-- start of The data --
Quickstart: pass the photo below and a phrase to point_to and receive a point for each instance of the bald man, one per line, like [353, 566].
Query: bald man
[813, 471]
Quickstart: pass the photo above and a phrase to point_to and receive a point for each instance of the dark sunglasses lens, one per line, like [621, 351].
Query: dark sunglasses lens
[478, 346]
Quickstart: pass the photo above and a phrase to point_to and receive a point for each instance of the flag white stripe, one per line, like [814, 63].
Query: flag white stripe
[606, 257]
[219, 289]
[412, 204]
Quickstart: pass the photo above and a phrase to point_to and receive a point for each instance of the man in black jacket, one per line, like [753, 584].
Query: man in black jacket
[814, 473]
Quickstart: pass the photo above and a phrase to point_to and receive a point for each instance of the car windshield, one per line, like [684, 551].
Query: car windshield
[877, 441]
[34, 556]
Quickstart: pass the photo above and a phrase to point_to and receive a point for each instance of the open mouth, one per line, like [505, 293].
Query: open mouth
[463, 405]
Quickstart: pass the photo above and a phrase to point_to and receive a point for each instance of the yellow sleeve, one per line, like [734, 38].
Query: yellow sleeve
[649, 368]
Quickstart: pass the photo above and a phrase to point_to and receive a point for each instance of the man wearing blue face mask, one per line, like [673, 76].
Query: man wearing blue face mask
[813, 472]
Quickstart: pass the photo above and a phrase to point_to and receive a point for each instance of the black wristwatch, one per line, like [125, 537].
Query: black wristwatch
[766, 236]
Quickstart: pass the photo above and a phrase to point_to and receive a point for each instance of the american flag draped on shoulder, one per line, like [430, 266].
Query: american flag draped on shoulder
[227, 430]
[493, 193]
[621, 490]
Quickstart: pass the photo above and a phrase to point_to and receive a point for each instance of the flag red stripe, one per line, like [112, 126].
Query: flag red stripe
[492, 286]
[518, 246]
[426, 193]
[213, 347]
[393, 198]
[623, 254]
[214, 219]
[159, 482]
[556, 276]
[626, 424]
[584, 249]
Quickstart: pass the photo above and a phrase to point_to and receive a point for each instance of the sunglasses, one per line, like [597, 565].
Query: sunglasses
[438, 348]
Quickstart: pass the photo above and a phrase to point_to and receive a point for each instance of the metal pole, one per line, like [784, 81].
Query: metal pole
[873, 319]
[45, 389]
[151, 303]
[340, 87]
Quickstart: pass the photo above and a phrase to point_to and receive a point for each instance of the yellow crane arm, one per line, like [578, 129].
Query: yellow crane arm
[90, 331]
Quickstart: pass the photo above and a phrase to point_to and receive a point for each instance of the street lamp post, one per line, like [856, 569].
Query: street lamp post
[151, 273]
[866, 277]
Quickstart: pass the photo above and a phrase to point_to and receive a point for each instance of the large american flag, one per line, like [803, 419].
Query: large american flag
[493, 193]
-- end of The data --
§ **Stated task**: Print every line of the material above with no changes.

§ **Task response**:
Quickstart: pass the photo below and a phrase to point_to and receive a point for each instance of the bald man, one per line, like [353, 566].
Query: bald man
[813, 471]
Quickstart: pass the photo above and a phrase to point_to and receive a point for each instance of the dark sunglasses lens, one per line, like [621, 351].
Query: dark sunglasses lens
[478, 346]
Quickstart: pass the photo above and a phrase to point_to and receive a point for each instance of the flag white stripe, one per line, like [814, 63].
Query: flag white stripe
[606, 257]
[219, 289]
[412, 204]
Quickstart: pass the photo above and a phrase to point_to and receive a point for each instance of the man in black jacket, one per line, like [753, 584].
Query: man in black jacket
[814, 473]
Quickstart: pass the photo above and a phrase to point_to and receive a point for each instance of the car windshield, one per line, like [684, 551].
Query: car windshield
[877, 441]
[34, 556]
Quickstart: pass the photo above and a phrase to point_to and receive a point for each instance of the open mouth, one per line, like [505, 293].
Query: open mouth
[463, 405]
Quickstart: pass the photo above and a phrase to point_to and receive a point for each instance of the yellow sleeve, one per line, like [734, 38].
Query: yellow sleeve
[649, 368]
Quickstart: pass the photo above and a phrase to point_to and receive a point for each instance of the man wearing blue face mask, one per line, like [673, 76].
Query: man wearing blue face mask
[813, 472]
Quickstart: pass the photo above and a phrase to point_to and receive a point for each instance of the black wristwatch, one per line, like [125, 537].
Query: black wristwatch
[766, 236]
Quickstart: pass the photo above and a phrase to point_to and receive a point for each instance of the american flag draped on shoulder, one per line, like [430, 266].
Query: american flag draped on shoulder
[227, 430]
[493, 193]
[621, 490]
Quickstart: pass the photo above and a phrase to point_to and receive a point for each instance of the flag red stripe, one per line, like [112, 126].
Query: flag red stripe
[492, 286]
[518, 246]
[426, 193]
[213, 347]
[393, 198]
[623, 254]
[214, 219]
[159, 482]
[556, 276]
[626, 424]
[584, 249]
Quickstart: pass the photo above and a phrase to point_to and receive a point for each instance of the sunglasses, one per line, like [597, 565].
Query: sunglasses
[438, 348]
Quickstart: pass the photo above and a phrase to point_to and receive a point for each instance of the metal pole, one per line, like [784, 81].
Query: metal pole
[873, 319]
[45, 389]
[151, 303]
[340, 87]
Quickstart: pass the photo above and a phrase to point_to and receive a point for each instance of the yellow crane arm, one per line, like [578, 129].
Query: yellow crane arm
[90, 331]
Quickstart: pass the photo above and a phrase to point_to and receive a point for each instance of the street lamp post, one per line, like [856, 569].
Query: street lamp post
[151, 273]
[866, 277]
Quickstart: pass the photo above and a phrase to point_to and receive a point for each instance of the large american flag, one per line, like [803, 419].
Query: large american flag
[493, 193]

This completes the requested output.